Stored data entries:
● ● ● ●

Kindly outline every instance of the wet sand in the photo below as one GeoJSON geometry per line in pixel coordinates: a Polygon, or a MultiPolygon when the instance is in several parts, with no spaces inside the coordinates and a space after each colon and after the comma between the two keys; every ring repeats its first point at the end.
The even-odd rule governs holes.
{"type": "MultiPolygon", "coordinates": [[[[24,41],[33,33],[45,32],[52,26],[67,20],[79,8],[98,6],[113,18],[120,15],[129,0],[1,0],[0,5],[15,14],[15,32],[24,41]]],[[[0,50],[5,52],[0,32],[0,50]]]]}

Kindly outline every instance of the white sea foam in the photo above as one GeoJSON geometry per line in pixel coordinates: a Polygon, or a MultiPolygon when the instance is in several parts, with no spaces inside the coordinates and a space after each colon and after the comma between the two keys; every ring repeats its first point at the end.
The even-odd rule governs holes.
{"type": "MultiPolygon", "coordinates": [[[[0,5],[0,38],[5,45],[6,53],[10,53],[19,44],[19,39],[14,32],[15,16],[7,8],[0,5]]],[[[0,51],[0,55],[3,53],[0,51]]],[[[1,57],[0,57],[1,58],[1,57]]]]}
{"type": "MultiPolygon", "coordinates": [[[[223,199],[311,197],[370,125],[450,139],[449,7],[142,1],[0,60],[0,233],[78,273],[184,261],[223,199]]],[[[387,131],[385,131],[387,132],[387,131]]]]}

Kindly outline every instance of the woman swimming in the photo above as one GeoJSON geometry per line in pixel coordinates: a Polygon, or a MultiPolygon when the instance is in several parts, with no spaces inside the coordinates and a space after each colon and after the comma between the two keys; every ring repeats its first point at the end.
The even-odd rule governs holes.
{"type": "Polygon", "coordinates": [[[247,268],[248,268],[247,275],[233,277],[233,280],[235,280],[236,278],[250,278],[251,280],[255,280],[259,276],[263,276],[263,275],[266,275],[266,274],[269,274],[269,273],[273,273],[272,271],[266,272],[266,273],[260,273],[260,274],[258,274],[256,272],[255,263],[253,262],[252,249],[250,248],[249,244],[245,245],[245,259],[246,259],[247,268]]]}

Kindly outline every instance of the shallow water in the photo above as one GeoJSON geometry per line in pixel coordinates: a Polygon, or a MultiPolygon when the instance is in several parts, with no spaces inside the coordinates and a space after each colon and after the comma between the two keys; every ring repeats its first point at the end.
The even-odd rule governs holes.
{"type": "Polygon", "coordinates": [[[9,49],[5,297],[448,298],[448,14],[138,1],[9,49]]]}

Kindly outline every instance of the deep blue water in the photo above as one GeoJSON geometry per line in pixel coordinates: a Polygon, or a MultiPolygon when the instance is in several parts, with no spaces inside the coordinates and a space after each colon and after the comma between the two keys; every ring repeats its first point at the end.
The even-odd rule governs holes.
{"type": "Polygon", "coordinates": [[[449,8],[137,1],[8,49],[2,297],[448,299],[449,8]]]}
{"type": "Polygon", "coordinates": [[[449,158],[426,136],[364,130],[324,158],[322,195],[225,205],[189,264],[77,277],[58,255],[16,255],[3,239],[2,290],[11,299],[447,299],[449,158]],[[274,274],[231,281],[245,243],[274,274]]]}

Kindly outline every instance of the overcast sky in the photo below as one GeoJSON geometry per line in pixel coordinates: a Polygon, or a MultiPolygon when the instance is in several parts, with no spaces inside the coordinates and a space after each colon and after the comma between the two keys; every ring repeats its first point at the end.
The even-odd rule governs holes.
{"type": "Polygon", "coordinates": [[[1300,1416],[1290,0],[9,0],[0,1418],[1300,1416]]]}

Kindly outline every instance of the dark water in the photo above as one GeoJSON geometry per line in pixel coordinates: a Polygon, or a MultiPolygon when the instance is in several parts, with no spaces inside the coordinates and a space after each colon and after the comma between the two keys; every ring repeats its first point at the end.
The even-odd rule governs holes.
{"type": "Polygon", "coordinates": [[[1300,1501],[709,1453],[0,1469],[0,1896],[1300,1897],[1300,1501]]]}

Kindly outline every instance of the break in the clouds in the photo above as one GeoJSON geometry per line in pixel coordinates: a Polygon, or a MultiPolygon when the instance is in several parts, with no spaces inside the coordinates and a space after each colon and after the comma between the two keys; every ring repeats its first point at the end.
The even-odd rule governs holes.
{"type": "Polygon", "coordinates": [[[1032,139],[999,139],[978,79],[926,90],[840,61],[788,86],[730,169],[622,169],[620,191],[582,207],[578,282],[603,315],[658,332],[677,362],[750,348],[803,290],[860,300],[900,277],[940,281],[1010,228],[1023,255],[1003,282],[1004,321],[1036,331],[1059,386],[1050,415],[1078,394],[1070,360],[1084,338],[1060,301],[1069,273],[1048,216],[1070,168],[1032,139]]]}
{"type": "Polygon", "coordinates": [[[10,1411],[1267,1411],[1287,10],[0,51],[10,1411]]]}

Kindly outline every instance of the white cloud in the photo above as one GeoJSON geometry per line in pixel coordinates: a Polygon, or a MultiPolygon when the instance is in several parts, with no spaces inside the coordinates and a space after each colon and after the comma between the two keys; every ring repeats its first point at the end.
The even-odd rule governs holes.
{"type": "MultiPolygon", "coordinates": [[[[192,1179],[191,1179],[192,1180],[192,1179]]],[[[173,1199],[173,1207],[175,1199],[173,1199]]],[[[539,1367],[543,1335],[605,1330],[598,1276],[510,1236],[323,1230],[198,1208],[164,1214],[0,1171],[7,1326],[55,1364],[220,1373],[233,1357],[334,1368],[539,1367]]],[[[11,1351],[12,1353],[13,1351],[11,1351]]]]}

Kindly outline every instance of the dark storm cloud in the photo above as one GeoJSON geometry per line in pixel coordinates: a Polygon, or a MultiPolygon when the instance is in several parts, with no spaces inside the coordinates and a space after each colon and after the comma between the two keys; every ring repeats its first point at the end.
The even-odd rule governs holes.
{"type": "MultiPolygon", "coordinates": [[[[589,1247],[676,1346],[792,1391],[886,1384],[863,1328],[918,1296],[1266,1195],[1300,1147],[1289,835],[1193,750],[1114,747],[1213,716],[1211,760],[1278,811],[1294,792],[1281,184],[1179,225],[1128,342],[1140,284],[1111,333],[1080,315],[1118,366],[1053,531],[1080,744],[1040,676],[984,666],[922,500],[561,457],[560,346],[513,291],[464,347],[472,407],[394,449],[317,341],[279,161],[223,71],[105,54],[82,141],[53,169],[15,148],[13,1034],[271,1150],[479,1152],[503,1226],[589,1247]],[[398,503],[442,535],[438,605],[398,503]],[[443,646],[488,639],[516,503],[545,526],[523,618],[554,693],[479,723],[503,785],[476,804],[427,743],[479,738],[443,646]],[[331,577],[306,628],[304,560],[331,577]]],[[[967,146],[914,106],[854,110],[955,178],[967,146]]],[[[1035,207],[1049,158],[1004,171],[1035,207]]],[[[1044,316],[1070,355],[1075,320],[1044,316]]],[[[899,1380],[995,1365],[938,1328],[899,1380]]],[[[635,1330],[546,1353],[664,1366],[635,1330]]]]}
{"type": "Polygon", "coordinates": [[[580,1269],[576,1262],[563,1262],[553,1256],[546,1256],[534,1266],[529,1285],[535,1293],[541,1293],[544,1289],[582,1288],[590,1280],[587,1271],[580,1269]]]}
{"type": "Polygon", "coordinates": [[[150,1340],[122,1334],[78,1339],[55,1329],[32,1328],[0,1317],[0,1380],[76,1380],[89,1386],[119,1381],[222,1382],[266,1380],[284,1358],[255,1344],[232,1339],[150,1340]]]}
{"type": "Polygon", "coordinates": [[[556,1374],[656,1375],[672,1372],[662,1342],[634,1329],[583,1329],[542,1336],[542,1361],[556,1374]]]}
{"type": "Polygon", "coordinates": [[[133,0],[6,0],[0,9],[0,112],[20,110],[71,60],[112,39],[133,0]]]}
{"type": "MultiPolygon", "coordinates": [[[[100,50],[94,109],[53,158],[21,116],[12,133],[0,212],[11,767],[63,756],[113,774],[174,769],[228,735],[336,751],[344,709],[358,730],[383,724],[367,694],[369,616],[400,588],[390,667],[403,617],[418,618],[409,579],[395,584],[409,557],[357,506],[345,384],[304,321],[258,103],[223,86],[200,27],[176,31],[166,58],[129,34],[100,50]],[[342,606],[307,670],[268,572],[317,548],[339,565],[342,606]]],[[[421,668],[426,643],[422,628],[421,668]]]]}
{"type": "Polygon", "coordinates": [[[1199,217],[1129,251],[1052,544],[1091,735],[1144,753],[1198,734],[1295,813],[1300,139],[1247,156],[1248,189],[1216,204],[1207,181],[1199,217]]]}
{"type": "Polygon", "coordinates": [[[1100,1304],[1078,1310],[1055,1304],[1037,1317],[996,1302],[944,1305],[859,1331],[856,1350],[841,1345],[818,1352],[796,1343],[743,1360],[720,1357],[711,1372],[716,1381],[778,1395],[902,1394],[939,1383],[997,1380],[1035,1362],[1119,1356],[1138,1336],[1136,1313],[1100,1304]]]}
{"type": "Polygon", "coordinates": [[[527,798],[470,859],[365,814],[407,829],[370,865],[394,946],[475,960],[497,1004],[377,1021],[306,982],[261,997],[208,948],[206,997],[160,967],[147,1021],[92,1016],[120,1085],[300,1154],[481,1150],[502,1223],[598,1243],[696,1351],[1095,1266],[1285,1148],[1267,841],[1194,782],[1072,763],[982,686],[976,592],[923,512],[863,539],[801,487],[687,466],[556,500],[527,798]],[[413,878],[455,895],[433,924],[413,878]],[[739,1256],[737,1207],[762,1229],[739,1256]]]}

● ● ● ●

The task → Only the lines from the beginning of the data above through the line containing "Kindly outline every instance of the woman" should be repeated, exactly as they appear.

The answer →
Kindly outline every instance of the wet sand in the photo below as one GeoJSON geometry per line in pixel coordinates: a Polygon, or a MultiPolygon when the instance is in several parts, with no spaces inside the coordinates and a space after each colon and after the comma between the two keys; every ring repeats its first point at the end.
The even-odd rule governs holes.
{"type": "MultiPolygon", "coordinates": [[[[24,41],[33,33],[45,32],[52,26],[67,20],[79,8],[98,6],[113,18],[120,15],[129,0],[1,0],[0,5],[15,14],[15,32],[24,41]]],[[[0,50],[5,52],[0,32],[0,50]]]]}

Kindly outline every instance of the white sea foam in the photo above as one GeoJSON geometry per line in pixel coordinates: a Polygon, or a MultiPolygon when the instance is in several parts, with no spaces inside the coordinates and a space after each colon and after the comma between the two keys; every ring repeats its first point at the end.
The even-odd rule governs holes.
{"type": "MultiPolygon", "coordinates": [[[[0,5],[0,38],[5,45],[6,53],[10,53],[19,44],[19,39],[14,32],[15,16],[7,8],[0,5]]],[[[0,51],[0,55],[3,53],[0,51]]],[[[1,57],[0,57],[1,58],[1,57]]]]}
{"type": "MultiPolygon", "coordinates": [[[[223,199],[311,197],[370,125],[450,139],[449,7],[142,1],[0,60],[0,233],[78,273],[184,261],[223,199]]],[[[387,131],[385,131],[387,132],[387,131]]]]}

Kindly outline every instance of the woman swimming in the photo above as one GeoJSON geometry per line in pixel coordinates: a Polygon, or a MultiPolygon when the instance is in several parts, with no spaces inside the coordinates and a space after each colon and after the comma between the two keys; every ring repeats its first point at the end.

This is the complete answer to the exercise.